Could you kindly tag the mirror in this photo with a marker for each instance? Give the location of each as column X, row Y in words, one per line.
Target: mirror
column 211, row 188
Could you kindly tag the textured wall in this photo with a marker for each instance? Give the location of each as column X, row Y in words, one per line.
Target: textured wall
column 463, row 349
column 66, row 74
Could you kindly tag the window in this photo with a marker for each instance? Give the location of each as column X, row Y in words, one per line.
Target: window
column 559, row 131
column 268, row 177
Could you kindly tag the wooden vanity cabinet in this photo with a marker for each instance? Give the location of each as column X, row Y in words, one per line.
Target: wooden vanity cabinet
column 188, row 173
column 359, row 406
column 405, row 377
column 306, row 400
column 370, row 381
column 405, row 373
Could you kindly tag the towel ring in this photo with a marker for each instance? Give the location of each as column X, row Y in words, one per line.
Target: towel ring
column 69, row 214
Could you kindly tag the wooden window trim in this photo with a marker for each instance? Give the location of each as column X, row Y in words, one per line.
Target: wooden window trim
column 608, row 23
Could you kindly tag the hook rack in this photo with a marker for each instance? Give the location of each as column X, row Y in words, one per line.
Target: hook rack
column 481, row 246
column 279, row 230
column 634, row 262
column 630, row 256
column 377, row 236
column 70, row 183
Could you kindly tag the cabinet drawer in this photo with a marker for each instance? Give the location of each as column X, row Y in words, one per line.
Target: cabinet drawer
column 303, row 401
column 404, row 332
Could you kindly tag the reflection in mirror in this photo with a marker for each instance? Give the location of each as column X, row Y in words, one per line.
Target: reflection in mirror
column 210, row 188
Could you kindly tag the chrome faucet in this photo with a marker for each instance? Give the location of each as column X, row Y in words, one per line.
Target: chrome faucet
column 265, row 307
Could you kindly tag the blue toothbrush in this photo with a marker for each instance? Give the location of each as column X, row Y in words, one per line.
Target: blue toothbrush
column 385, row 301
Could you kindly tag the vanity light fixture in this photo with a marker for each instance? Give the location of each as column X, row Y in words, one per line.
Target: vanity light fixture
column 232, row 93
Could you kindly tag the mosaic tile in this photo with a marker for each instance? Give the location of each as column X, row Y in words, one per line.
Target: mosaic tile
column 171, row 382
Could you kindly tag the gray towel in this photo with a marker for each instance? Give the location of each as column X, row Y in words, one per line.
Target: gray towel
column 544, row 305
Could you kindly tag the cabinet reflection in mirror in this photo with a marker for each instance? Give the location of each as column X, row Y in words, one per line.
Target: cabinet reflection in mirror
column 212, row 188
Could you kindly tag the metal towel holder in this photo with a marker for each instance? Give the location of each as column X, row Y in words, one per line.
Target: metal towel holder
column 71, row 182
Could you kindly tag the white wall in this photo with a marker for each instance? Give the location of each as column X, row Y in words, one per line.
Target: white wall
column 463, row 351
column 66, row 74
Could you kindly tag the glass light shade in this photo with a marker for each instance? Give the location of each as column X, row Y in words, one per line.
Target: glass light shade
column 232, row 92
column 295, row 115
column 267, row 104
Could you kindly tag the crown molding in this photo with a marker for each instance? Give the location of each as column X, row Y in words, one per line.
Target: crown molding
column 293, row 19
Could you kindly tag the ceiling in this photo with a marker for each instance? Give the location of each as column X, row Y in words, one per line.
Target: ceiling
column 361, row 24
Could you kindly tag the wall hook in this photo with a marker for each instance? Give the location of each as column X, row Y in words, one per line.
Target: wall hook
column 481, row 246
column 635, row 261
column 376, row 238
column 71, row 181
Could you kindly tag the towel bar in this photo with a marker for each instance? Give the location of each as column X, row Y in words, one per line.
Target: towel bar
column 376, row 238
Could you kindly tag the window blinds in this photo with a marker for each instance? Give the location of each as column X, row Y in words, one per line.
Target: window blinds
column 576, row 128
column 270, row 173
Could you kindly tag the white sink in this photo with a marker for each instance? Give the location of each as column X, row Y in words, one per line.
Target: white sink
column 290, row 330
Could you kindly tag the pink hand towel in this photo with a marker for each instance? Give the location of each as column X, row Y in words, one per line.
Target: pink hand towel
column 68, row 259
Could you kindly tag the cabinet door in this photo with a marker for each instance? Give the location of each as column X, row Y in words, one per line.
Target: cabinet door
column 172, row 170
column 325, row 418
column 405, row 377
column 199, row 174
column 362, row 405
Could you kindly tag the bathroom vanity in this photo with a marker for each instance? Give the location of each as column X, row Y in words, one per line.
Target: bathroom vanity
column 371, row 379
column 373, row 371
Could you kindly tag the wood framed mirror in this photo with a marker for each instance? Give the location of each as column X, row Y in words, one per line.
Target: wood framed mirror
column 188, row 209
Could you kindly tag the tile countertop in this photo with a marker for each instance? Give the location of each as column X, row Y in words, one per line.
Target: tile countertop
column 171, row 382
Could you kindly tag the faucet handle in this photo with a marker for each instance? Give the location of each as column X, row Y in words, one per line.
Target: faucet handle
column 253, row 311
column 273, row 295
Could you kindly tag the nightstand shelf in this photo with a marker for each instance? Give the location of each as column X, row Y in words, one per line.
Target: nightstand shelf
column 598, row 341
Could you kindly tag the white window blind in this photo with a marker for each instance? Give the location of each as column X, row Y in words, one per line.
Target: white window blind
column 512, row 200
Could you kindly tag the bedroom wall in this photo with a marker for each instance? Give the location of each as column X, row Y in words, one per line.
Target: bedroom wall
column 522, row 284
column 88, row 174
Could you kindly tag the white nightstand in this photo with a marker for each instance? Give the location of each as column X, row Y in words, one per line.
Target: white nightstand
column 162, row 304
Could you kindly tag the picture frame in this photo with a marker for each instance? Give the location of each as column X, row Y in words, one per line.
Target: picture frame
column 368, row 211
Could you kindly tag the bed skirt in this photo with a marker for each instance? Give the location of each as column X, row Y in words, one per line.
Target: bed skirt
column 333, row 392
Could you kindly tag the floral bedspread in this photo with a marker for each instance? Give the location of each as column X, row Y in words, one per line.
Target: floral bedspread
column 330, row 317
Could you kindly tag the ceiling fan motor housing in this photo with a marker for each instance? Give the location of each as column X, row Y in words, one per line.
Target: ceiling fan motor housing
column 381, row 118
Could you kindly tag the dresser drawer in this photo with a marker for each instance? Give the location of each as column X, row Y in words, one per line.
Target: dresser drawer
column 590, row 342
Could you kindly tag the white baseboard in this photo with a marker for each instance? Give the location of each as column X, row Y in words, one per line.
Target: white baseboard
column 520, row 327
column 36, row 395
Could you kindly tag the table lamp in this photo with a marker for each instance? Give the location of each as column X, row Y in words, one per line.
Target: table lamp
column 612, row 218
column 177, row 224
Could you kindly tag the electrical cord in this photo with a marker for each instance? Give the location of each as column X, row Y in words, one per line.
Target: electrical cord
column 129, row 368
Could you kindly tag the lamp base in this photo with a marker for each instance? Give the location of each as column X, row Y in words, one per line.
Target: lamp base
--------------------------------
◆ **Given request**
Retype the material above, line by line, exactly.

◆ **Full solution**
Could you kindly tag the mirror in this photo with a marker for each instance? Give the location of each as column X, row Y in words, one per line.
Target: mirror
column 211, row 188
Could you kindly tag the textured wall in this photo with a marker for each instance? Give the location of each as column X, row Y in words, one per line.
Target: textured wall
column 463, row 349
column 66, row 74
Could you kindly tag the window in this photo with a marker for each instance? Give the location of each as column X, row Y in words, one per line.
Target: window
column 559, row 131
column 268, row 177
Could you kindly tag the wooden vanity cabinet in this photo with a marker for each instance? Give the location of each as column X, row Y in words, one per line.
Target: wooden vanity cabinet
column 188, row 173
column 359, row 406
column 405, row 377
column 306, row 400
column 370, row 381
column 405, row 373
Could you kindly tag the towel ring in this photo with a marker for each instance? Give the location of each as column X, row Y in words, one per line.
Target: towel ring
column 69, row 214
Could you kindly tag the wooden window trim in this photo with a marker for each instance? Give the location of each as column X, row Y in words, one per line.
Target: wooden window trim
column 608, row 23
Could you kindly tag the hook rack in this photo with a marker for each instance? Give the location of each as column X, row Y in words, one per line.
Target: hook rack
column 481, row 246
column 279, row 230
column 634, row 262
column 630, row 256
column 377, row 236
column 70, row 183
Could you kindly tag the cabinet drawer in this photo with a marker for each instance? Give the location of each as column X, row Y in words, one per line.
Target: cabinet drawer
column 303, row 401
column 404, row 332
Could you kindly tag the reflection in mirror in this photo with a marker for each instance? Give the location of each as column X, row Y in words, one per line.
Target: reflection in mirror
column 210, row 188
Could you kindly tag the chrome faucet in this photo with a marker for each instance? Give the location of each as column X, row Y in words, one per line.
Target: chrome faucet
column 265, row 307
Could you kindly tag the blue toothbrush in this photo with a marker for each instance? Give the location of each as column X, row Y in words, one per line.
Target: blue toothbrush
column 385, row 301
Could you kindly tag the vanity light fixture in this photo with a marker for each instance? Give the location of each as column X, row Y in words, one per line.
Target: vanity light fixture
column 232, row 93
Could you kindly tag the mosaic tile in this photo with a marker for each instance? Give the location of each as column X, row Y in words, one per line.
Target: mosaic tile
column 171, row 382
Could you kindly tag the gray towel in this photo with a marker for each instance? Give the location of each as column X, row Y in words, one per line.
Target: gray towel
column 544, row 305
Could you kindly tag the cabinet reflection in mirror in this photo with a marker for each instance? Give the location of each as column X, row Y in words, one per line.
Target: cabinet reflection in mirror
column 212, row 188
Could you kindly tag the metal towel holder in this photo with a marker for each instance? Give the location of each as column X, row Y in words, one per line.
Target: metal towel holder
column 71, row 182
Could you kindly tag the white wall in this photo with a marker for each instance? Give the location of each as column X, row Y in words, one per line.
Target: white wall
column 463, row 351
column 66, row 74
Could you kindly tag the glass light shade in this photo with a marker for each instance? Give the location of each as column X, row Y in words, one per line.
Target: glass light shade
column 232, row 92
column 295, row 115
column 267, row 104
Could you kindly tag the crown molding in this photo with a marker for each instance? Give the location of each as column X, row Y in words, one per line.
Target: crown molding
column 293, row 19
Could you kindly tag the ceiling in this photo with a marker for each instance? Give the location of each as column X, row Y in words, one per line.
Target: ceiling
column 361, row 24
Could you kindly tag the wall hook in this photo with a marker for each instance? Give the location of each as column X, row Y in words, one per line.
Target: wall hook
column 481, row 246
column 635, row 261
column 376, row 238
column 71, row 181
Could you kindly tag the towel bar in this photo with a marker for each instance? Give the location of each as column X, row Y in words, one per line.
Target: towel bar
column 376, row 238
Could you kindly tag the window blinds in this photo with a marker for each instance? Give the location of each as column X, row Y in words, one per line.
Target: window blinds
column 576, row 128
column 270, row 173
Could you kindly tag the white sink in this photo with a marker for each instance? Give the location of each as column X, row Y in words, one per line.
Target: white sink
column 290, row 330
Could you kindly tag the pink hand towel in this photo with a marker for each instance? Give the location of each as column X, row Y in words, one per line.
Target: pink hand towel
column 68, row 259
Could you kindly tag the cabinet door in this photo with a marker for each instance? Give the location of each as column X, row Y in words, one per line.
Target: cabinet door
column 172, row 170
column 325, row 418
column 405, row 377
column 199, row 174
column 362, row 405
Could you kindly tag the bathroom vanity in this photo with a marker for each instance? Give the location of each as column X, row Y in words, one per line.
Target: bathroom vanity
column 371, row 379
column 373, row 371
Could you kindly tag the wood framed mirror in this photo with a marker for each instance? Give the location of each as column X, row Y in words, one per line.
Target: wood framed mirror
column 188, row 209
Could you kindly tag the tile countertop in this photo with a marker for each instance? Give the location of each as column X, row Y in words, one per line.
Target: tile countertop
column 171, row 382
Could you kindly tag the faucet handle in this photo with a marker for each instance? Give the location of each as column X, row Y in words, one per line.
Target: faucet handle
column 253, row 311
column 273, row 295
Could you kindly tag the nightstand shelf in this photo with a marker for each instance? Give the location of each as column X, row Y in words, one per line.
Target: nightstand shelf
column 598, row 341
Could you kindly tag the white window blind in this photo with a marker for each instance? Give the location of each as column X, row Y in words, one per line.
Target: white window blind
column 512, row 200
Could you kindly tag the bedroom wall in this photo with a marker for each instance? Give the location of each as column X, row Y in words, one per line.
Target: bedroom wall
column 522, row 284
column 88, row 174
Could you kindly tag the white nightstand in this photo with a marker for each instance? Give the location of each as column X, row Y in words, one per line.
Target: white nightstand
column 162, row 304
Could you kindly tag the picture frame in this photo with a marker for each instance? Give the location of each as column X, row Y in words, one per line.
Target: picture frame
column 368, row 211
Could you kindly tag the bed skirt in this photo with a marker for each instance? Give the location of each as column X, row Y in words, one per line.
Target: bed skirt
column 333, row 392
Could you kindly tag the floral bedspread in this photo with a marker for each instance? Give the location of each as column X, row Y in words, one per line.
Target: floral bedspread
column 330, row 317
Could you kindly tag the ceiling fan motor housing in this photo with a marker for each instance? Give the location of each as column X, row Y in words, one per line.
Target: ceiling fan motor housing
column 381, row 118
Could you kindly tag the dresser drawer in this photo with a marker for each instance? Give the location of each as column X, row Y in words, one per line.
Target: dresser drawer
column 590, row 342
Could you kindly tag the white baseboard in this photo with a marker for each instance? Give the location of each as column X, row Y in words, one per line.
Target: white baseboard
column 520, row 327
column 36, row 395
Could you kindly tag the table lamp in this photo with a marker for each instance? Give the location of each as column X, row Y in words, one per line.
Target: table lamp
column 612, row 218
column 177, row 224
Could you kindly tag the electrical cord in this photo with a marker for each instance? Give the location of each as column X, row Y in words, one per line.
Target: electrical cord
column 129, row 368
Could you kindly tag the lamp base in this photo with a marker for each instance? Give the location of each as column X, row Y in words, one per line.
Target: lamp base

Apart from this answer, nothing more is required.